_SOURCE_.
-----

The governing law of the SHA was expressly stated to be Nigerian Federal Law.   The Disputes Resolution clause provided for arbitration in Nigeria in accordance with UNCITRAL Rules, by three arbitrators appointed by The Chief Judges of the Federal High Court of Nigeria.

4.

On about 15 April 2006 Celtel made an offer to buy the shares of the vendors for a price of some US$755 million together with vendors’ put options worth about US$460 million, a total consideration of US$1.2 billion, and Celtel offered, in addition, to add to VNL’s share capital by subscribing for 32.89 million shares for a total consideration of US$250 million.   In accordance with clause 17 Econet were to be given the opportunity to match that offer and that was done by the Offer Letter dated 15 April 2006.    By the Offer Letter, Econet were informed that the vendors were ‘minded to accept’ Celtel’s offer and were giving Econet the right of first refusal in respect of their shares.   Accordingly the letter confirmed that they were making an offer on the same terms, mutatis mutandis, as that made to the selling shareholders and VNL.   It indicated that Mr Usoro was authorised to receive a signed and dated acceptance copy of the offer letter and that the opportunity to accept would expire on the 15th day from the date when the letter was received.   The letter confirmed that if the Offer were accepted then by no later than 30 days after receipt of the offer letter, Econet must credit the account of First Bank of Nigeria Plc “who shall act as escrow agent with the sum of US$1,215,823,497.60” failing which the offer was to be deemed void and of no effect.   The offer letter was received by Econet on 18 April 2006 and it had annexed to it the Transaction Documents made between the shareholders and Celtel.

5.

-----

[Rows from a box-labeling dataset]
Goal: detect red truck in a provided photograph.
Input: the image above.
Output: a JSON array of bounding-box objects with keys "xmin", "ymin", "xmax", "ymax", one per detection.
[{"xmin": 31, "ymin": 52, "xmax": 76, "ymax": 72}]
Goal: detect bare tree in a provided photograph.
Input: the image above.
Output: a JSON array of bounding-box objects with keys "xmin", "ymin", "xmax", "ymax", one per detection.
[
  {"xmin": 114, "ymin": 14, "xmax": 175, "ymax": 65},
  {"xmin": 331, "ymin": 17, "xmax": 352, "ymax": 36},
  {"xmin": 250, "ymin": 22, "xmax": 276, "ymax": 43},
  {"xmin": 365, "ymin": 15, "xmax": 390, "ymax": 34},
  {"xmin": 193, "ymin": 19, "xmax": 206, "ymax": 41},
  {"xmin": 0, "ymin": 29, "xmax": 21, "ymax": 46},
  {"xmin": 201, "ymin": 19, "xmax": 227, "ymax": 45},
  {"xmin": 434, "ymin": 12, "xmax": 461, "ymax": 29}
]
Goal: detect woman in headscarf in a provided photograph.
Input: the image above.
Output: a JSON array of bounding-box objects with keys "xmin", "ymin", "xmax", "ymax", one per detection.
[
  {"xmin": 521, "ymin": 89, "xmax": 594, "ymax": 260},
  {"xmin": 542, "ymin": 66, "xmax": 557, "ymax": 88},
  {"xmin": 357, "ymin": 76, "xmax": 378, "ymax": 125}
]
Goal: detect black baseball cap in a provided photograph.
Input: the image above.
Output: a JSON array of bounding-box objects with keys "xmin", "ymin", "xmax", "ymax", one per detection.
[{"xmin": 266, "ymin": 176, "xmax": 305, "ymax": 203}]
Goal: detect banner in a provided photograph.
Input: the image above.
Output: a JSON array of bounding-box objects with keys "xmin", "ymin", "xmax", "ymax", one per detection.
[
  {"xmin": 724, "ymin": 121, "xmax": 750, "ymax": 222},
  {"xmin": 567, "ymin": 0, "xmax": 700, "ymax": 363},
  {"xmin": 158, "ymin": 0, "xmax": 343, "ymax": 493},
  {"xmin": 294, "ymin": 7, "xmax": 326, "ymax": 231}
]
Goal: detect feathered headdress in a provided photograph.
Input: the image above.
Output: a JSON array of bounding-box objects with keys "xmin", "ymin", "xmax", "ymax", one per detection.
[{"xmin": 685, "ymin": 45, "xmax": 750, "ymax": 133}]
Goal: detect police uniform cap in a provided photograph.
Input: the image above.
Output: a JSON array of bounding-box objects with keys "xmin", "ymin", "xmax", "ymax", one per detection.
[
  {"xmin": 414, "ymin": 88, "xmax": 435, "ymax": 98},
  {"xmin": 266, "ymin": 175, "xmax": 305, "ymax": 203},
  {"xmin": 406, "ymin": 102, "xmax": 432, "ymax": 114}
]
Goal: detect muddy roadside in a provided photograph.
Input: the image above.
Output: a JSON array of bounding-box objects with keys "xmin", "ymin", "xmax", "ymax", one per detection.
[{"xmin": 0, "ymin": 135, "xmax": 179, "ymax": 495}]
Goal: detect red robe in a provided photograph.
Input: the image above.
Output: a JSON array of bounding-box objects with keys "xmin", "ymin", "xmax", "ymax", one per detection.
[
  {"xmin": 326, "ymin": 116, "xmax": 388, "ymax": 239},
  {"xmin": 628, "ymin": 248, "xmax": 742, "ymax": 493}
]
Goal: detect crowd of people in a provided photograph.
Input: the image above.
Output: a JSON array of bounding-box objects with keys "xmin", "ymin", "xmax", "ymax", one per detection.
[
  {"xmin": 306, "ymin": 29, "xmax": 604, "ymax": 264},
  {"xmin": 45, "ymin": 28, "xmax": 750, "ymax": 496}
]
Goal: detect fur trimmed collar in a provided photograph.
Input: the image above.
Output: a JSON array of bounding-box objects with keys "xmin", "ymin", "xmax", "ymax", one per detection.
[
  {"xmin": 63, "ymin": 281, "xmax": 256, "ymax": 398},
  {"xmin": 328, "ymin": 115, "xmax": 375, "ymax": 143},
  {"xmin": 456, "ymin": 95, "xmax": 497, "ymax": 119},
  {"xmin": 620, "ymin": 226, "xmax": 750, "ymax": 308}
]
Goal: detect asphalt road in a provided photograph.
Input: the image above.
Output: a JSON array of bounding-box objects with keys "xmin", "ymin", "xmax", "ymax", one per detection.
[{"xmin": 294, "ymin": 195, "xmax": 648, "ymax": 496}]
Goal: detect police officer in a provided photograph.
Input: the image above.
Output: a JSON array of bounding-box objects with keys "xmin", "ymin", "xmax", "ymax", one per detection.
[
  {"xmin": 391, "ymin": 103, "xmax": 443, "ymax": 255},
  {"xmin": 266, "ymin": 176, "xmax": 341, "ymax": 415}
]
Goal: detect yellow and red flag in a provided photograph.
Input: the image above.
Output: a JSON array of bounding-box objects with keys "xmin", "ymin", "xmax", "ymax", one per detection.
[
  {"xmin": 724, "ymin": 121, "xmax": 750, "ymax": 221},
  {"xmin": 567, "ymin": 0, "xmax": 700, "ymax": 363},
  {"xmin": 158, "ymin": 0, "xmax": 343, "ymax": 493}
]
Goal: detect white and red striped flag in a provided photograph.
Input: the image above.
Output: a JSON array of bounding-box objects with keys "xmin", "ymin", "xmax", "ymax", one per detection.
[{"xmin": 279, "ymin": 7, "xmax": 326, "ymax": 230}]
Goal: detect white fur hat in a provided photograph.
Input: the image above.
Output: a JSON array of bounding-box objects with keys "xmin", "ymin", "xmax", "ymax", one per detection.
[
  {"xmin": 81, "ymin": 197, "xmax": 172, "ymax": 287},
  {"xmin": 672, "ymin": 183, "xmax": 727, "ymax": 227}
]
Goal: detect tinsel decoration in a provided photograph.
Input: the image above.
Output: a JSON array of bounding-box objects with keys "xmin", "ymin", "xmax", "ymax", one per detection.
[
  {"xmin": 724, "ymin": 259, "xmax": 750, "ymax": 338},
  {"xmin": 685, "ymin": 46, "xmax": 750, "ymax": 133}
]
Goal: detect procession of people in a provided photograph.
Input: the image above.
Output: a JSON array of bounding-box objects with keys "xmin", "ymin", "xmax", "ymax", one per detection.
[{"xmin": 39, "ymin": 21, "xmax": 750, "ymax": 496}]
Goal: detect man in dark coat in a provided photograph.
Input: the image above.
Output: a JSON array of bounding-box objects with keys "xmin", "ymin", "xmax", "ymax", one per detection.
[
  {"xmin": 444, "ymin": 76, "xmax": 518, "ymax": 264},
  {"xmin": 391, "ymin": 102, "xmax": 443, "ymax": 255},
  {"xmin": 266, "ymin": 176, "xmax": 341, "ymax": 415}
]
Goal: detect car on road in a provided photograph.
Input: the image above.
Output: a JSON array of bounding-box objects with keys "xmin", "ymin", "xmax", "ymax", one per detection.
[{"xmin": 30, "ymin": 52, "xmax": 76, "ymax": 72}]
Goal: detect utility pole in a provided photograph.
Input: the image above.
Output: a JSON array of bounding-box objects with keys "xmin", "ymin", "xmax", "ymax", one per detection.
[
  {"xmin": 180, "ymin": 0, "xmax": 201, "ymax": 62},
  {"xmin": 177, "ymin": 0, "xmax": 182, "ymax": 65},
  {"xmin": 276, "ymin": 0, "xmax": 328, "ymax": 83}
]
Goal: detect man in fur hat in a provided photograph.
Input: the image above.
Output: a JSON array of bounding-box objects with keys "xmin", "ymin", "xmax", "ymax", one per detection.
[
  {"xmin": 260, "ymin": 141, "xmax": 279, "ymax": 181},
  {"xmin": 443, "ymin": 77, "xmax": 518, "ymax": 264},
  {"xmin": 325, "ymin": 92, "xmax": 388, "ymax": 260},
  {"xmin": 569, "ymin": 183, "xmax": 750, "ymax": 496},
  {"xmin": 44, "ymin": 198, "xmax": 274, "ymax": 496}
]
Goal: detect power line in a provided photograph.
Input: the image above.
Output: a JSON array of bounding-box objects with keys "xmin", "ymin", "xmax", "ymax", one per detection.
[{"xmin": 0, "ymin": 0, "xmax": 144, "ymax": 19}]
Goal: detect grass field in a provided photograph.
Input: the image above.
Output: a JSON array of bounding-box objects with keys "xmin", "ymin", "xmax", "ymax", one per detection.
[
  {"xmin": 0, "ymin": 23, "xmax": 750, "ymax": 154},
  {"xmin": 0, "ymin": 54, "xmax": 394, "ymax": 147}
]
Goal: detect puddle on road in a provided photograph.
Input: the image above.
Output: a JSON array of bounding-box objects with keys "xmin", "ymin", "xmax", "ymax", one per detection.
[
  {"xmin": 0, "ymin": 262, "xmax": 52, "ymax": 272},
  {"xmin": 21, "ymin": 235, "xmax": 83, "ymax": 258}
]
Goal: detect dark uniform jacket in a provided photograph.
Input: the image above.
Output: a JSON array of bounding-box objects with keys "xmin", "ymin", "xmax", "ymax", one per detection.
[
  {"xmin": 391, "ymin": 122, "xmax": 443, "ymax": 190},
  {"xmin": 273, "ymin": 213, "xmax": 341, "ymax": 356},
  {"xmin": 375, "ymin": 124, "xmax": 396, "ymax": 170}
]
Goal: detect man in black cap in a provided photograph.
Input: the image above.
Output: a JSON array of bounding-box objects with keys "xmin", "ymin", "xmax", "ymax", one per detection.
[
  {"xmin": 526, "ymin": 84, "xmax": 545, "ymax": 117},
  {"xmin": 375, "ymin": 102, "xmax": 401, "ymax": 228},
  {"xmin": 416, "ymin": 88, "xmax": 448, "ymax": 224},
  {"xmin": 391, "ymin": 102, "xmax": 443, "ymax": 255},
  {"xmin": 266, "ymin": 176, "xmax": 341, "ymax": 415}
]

-----

_INSTRUCTIONS_.
**1.** Set down the section of the Celtel offer text that begins with the words "The governing law" and ends with "Court of Nigeria.", copying it word for word.
**2.** Locate each line of the listing that contains the string "dark", matching case, and copy those lines.

_CORRECT ANSWERS_.
**1.**
The governing law of the SHA was expressly stated to be Nigerian Federal Law.   The Disputes Resolution clause provided for arbitration in Nigeria in accordance with UNCITRAL Rules, by three arbitrators appointed by The Chief Judges of the Federal High Court of Nigeria.

**2.**
Goal: detect man in dark coat in a provided photograph.
Goal: detect dark uniform jacket in a provided photograph.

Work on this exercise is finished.